EXERCISES TO COMPLETE
**1.** According to the court opinion excerpt on the trooper's recorded narrative, on what date was the opinion delivered?
**2.** Pick up the court opinion excerpt on the trooper's recorded narrative after its final line and continue it.

* begin DOCUMENT SEGMENT *

We therefore agree with the court of appeals which had held that Trooper Martinez’s recorded investigation narrative did not qualify for admission as a present sense impression under Rule 803(1). At trial, Trooper Martinez may testify to exactly what he saw and heard during his investigative detention of appellant, and his words might be the very same as those he used during his on-the-scene narrative, but they must be given under oath and subject to cross-examination.
We affirm the judgment of the court of appeals.
Delivered: January 16, 2008
Publish
1. We granted the State’s two grounds for review:
The court of appeals erred in holding that the hearsay exception dealing with police offense reports trumped the hearsay exception dealing with present sense impressions.
The court of appeals erred in holding that the audio portion of the DWI traffic stop videotape did not constitute present sense impressions.
2. Fischer v. State, 207 S.W.3d 846, 848 (Tex. App.-Houston [14th Dist.] 2006) (“We hold that a law enforcement officer may not avoid the restrictions on the evidentiary use of an offense report by simply dictating the substance of that report.”).
3. Tex. R. Evid. 803(1).
4. Fischer, 207 S.W.3d at 859.
5. Id.
6. See id. at 848 n.1 (noting that similar issues have arisen “in this and other courts,” but that the merits of the question of contemporaneously recording an officer’s factual observations during his criminal investigation of a suspect had “never been fully addressed”); see also Evans v. State, No. 14-05-00332-CR, 2006 Tex. App. LEXIS 5027 (Tex. App.- Houston [14th Dist.] June 13, 2006, pet. ref’d) (not designated for publication) (concluding that Trooper Martinez’s narrative of his on-the-scene factual observations of a DWI suspect was cumulative and thus any error was harmless); Thompson v. State, No. 12-03-00014-CR, 2003 Tex. App. LEXIS 10088 (Tex. App.-Tyler Nov. 26, 2003, pet. ref’d) (not designated for publication) (officer’s contemporaneously recorded, patrol-car videotaped statements concerning driver’s actions were hearsay because they were factual “matters observed by a police officer in a criminal case”; “the trial court erred in admitting [the officer’s] commentary on the audio portion of the videotape recorded while following” the defendant, but error was harmless).

* end DOCUMENT SEGMENT *
* begin DATASET CONTENT *

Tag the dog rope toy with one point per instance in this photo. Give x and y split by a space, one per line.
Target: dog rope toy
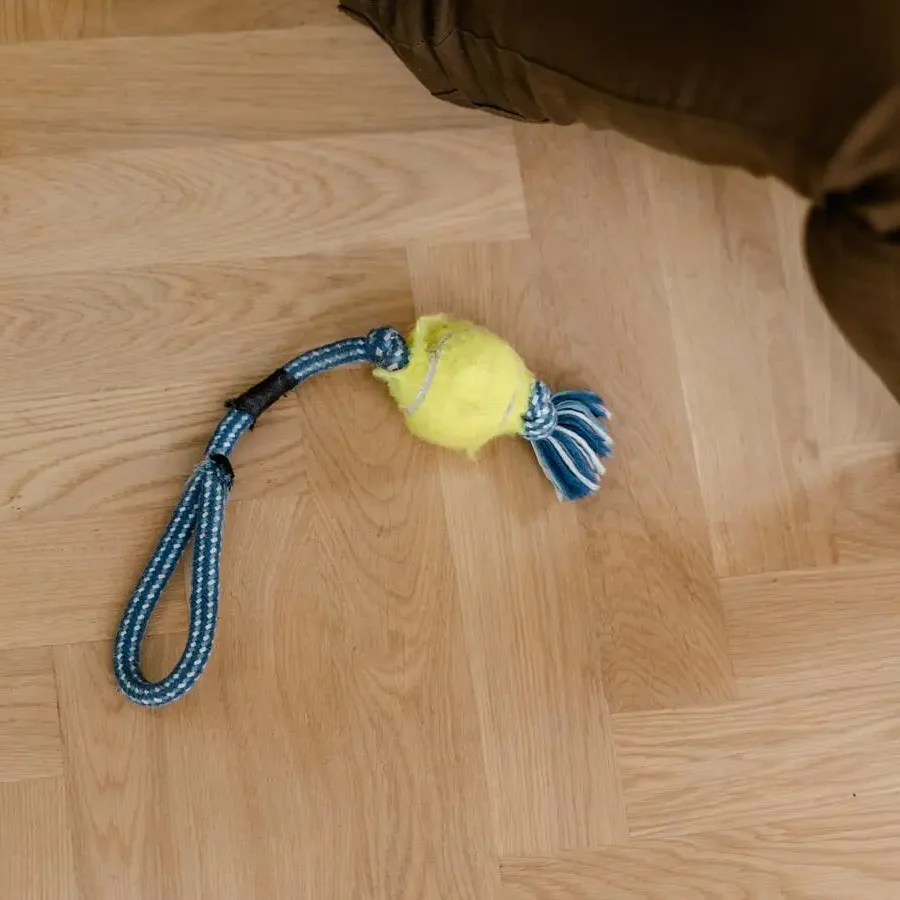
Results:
457 385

* end DATASET CONTENT *

EXPECTED ANSWERS
**1.** January 16, 2008

**2.**
7. See Olin G. Wellborn III, The Definition of Hearsay in the Federal Rules of Evidence, 61 Tex. L.Rev. 49, 52-53 (1982); Edmund M. Morgan, Hearsay Dangers and the Application of the Hearsay Concept, 62 Harv. L. Rev. 177, 185-88 (1948); Laurence H. Tribe, Triangulating Hearsay, 87 Harv. L. Rev. 957, 958-61 (1974).
8. Additional exemptions from the operation of the hearsay rule are set out in Rule 801 which simply defines those matters-such as party admissions, prior consistent statements, etc.- out of the rule itself.
9. See 5 John H. Wigmore, Evidence in Trials at Common Law § 1420-1423, at 251-55 (Chadbourn rev. 1974) (discussing the exceptions to the hearsay rule and noting that they have been generally based upon some combination of the unavailability of the declarant, the reliability of the declaration, or the presumed inefficiency of any possible cross-examination).
10. This is like the rationale used by the United States Supreme Court in Crawford v. Washington, 541 U.S. 36, 61-62 (2004), and Davis v. Washington, 547 U.S. 813, ___, 126 S. Ct. 2266, 2273-74 (2006), to distinguish street-corner “nontestimonial” statements to law enforcement officers from litigation-oriented “testimonial” statements. Police interrogation statements relating to past events relevant to a criminal prosecution are “testimonial statements” for purposes of the Confrontation Clause, in part because of their adversarial nature and, in part, because the reasonable declarant would recognize that the statements could be used in a future criminal prosecution. See Davis 547 U.S. at ___, 126 S. Ct. at 2273-74 (discussing when statements made to law enforcement personnel during a 911 call or at a crime scene are “testimonial” and thus subject to the requirements of the Sixth Amendment’s Confrontation Clause; concluding that “[s]tatements are nontestimonial when made in the course of police interrogation under circumstances objectively indicating that the primary purpose of the interrogation is to enable police assistance to meet an ongoing emergency. They are testimonial when the circumstances objectively indicate that there is no such ongoing emergency, and that the primary purpose of the interrogation is to establish or prove past events potentially relevant to later criminal prosecution.”).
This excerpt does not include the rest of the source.